**Request**
Give the lines below as a numbered list, leaving out any blank ones. Begin at the line that has "Exercise. Identify the black beanie" and stop after the final line.

**Information provided**
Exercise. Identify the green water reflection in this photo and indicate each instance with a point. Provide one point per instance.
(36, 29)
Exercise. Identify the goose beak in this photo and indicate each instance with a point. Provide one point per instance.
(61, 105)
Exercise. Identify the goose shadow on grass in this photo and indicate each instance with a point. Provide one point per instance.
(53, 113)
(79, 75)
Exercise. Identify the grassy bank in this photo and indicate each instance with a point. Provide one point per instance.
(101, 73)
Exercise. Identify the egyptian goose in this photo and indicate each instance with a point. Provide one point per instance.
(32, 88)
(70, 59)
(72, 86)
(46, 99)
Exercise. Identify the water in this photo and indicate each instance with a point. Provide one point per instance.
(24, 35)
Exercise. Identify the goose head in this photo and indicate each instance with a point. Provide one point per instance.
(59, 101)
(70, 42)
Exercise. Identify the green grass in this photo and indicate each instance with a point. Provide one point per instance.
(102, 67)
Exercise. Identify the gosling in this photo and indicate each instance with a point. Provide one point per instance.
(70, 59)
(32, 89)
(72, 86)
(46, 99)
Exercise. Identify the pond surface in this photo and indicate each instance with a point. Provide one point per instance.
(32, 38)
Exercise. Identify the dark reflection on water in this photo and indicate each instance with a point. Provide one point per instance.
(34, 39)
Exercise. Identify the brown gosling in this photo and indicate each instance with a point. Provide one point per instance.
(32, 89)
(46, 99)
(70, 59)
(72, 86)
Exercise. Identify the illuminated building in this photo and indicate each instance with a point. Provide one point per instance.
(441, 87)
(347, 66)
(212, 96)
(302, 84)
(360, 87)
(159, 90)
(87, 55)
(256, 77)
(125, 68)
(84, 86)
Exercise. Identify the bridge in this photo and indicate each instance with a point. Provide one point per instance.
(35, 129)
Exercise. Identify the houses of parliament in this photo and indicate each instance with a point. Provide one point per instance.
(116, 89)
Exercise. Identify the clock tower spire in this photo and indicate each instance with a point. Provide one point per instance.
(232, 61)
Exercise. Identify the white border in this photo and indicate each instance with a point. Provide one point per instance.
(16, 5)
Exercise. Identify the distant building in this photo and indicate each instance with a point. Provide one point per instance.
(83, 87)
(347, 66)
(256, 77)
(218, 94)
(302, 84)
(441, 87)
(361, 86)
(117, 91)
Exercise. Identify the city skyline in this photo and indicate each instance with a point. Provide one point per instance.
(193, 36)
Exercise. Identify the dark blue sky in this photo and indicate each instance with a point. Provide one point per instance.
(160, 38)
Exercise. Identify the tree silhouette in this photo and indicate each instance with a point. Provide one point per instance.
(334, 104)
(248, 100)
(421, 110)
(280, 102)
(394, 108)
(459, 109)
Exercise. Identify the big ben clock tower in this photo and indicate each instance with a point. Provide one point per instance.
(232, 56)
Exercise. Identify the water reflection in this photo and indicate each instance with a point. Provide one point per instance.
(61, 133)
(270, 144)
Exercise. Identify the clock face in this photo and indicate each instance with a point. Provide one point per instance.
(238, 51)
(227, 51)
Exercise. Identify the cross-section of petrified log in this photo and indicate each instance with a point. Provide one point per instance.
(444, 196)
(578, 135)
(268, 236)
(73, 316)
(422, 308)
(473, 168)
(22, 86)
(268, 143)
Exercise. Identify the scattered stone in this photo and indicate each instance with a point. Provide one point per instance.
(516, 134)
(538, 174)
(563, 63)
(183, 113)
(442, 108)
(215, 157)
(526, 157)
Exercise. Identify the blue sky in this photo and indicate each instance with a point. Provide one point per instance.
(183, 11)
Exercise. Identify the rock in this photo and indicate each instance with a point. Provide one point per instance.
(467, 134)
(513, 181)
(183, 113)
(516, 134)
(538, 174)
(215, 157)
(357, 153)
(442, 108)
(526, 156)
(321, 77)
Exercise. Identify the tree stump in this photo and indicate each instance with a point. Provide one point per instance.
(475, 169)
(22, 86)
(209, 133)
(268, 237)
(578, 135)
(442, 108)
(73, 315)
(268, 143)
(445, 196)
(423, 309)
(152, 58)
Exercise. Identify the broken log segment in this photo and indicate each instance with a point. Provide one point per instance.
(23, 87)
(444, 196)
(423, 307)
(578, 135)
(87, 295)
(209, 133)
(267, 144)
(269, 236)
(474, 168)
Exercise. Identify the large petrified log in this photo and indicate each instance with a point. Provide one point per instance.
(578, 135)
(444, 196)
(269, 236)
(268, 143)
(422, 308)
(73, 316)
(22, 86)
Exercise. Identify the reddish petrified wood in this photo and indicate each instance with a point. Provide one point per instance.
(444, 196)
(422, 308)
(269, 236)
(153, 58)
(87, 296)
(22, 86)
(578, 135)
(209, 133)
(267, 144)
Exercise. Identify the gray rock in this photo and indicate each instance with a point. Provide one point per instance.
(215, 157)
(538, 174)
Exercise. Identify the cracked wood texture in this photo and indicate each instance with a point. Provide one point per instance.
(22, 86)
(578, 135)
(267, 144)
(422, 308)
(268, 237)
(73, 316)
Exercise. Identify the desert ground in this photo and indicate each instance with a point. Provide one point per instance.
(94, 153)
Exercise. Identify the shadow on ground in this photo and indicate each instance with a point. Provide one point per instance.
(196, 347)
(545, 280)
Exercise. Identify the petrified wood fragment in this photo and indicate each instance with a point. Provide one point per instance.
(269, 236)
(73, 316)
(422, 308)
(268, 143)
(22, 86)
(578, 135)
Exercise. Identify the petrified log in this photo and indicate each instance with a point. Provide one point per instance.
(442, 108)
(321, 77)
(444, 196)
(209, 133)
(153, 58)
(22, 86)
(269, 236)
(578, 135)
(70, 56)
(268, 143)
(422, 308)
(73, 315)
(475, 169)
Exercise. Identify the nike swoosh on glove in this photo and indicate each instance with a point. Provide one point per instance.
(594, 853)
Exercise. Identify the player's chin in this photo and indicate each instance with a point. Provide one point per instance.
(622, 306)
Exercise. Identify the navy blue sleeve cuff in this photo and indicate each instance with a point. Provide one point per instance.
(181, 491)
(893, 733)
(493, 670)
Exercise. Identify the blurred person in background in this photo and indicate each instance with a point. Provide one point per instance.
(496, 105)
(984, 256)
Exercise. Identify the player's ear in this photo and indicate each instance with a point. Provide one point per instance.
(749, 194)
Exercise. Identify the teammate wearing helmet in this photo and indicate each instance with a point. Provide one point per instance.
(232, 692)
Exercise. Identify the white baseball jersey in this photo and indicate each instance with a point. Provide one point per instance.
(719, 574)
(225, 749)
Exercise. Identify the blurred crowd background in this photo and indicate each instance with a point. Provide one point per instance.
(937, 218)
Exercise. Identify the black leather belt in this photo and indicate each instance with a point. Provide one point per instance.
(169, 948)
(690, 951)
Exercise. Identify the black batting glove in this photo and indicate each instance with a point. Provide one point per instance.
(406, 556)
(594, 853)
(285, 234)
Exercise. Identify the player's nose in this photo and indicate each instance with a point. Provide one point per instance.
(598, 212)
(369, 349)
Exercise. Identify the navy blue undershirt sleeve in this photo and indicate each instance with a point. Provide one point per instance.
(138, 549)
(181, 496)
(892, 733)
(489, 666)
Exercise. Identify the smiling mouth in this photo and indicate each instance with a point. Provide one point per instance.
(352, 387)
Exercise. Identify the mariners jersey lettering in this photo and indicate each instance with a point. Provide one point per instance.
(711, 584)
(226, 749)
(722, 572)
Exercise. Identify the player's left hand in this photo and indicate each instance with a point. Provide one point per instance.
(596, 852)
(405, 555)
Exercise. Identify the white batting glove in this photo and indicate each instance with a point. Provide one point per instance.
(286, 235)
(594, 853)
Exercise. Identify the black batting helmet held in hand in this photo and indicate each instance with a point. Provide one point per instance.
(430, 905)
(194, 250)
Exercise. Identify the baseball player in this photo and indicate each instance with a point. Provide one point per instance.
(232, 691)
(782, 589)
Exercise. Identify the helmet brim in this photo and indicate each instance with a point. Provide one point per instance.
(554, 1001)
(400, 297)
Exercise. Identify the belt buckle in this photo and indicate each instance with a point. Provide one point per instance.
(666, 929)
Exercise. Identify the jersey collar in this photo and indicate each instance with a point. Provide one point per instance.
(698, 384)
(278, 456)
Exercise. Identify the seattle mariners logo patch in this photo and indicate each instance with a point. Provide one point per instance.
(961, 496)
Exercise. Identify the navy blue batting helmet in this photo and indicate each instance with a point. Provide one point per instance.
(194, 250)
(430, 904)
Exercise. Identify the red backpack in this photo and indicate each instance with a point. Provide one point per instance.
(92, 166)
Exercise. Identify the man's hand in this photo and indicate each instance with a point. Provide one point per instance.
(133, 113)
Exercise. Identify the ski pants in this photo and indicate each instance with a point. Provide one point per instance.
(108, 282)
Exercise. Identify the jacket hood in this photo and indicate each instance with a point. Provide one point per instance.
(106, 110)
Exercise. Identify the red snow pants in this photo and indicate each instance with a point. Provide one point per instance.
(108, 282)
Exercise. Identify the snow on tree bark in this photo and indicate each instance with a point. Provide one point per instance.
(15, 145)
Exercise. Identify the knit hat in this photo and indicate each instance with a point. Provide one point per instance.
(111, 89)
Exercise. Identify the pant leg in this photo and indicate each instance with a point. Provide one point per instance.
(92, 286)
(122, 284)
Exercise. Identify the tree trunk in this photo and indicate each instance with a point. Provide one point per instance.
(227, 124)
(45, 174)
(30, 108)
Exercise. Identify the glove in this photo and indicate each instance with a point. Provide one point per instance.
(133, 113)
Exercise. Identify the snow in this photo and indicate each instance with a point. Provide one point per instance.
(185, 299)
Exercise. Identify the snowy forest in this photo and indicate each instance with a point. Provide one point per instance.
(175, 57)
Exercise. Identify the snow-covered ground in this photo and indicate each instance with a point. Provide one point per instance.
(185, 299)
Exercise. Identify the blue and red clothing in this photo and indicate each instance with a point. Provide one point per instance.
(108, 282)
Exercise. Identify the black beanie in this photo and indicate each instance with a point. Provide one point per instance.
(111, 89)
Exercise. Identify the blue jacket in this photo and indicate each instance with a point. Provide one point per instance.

**Exercise result**
1. Exercise. Identify the black beanie in this photo and indicate each instance with a point. Provide one point per instance.
2. (111, 89)
3. Exercise. Identify the blue jacket in this photo and indicate each instance with a point. Provide one point per instance.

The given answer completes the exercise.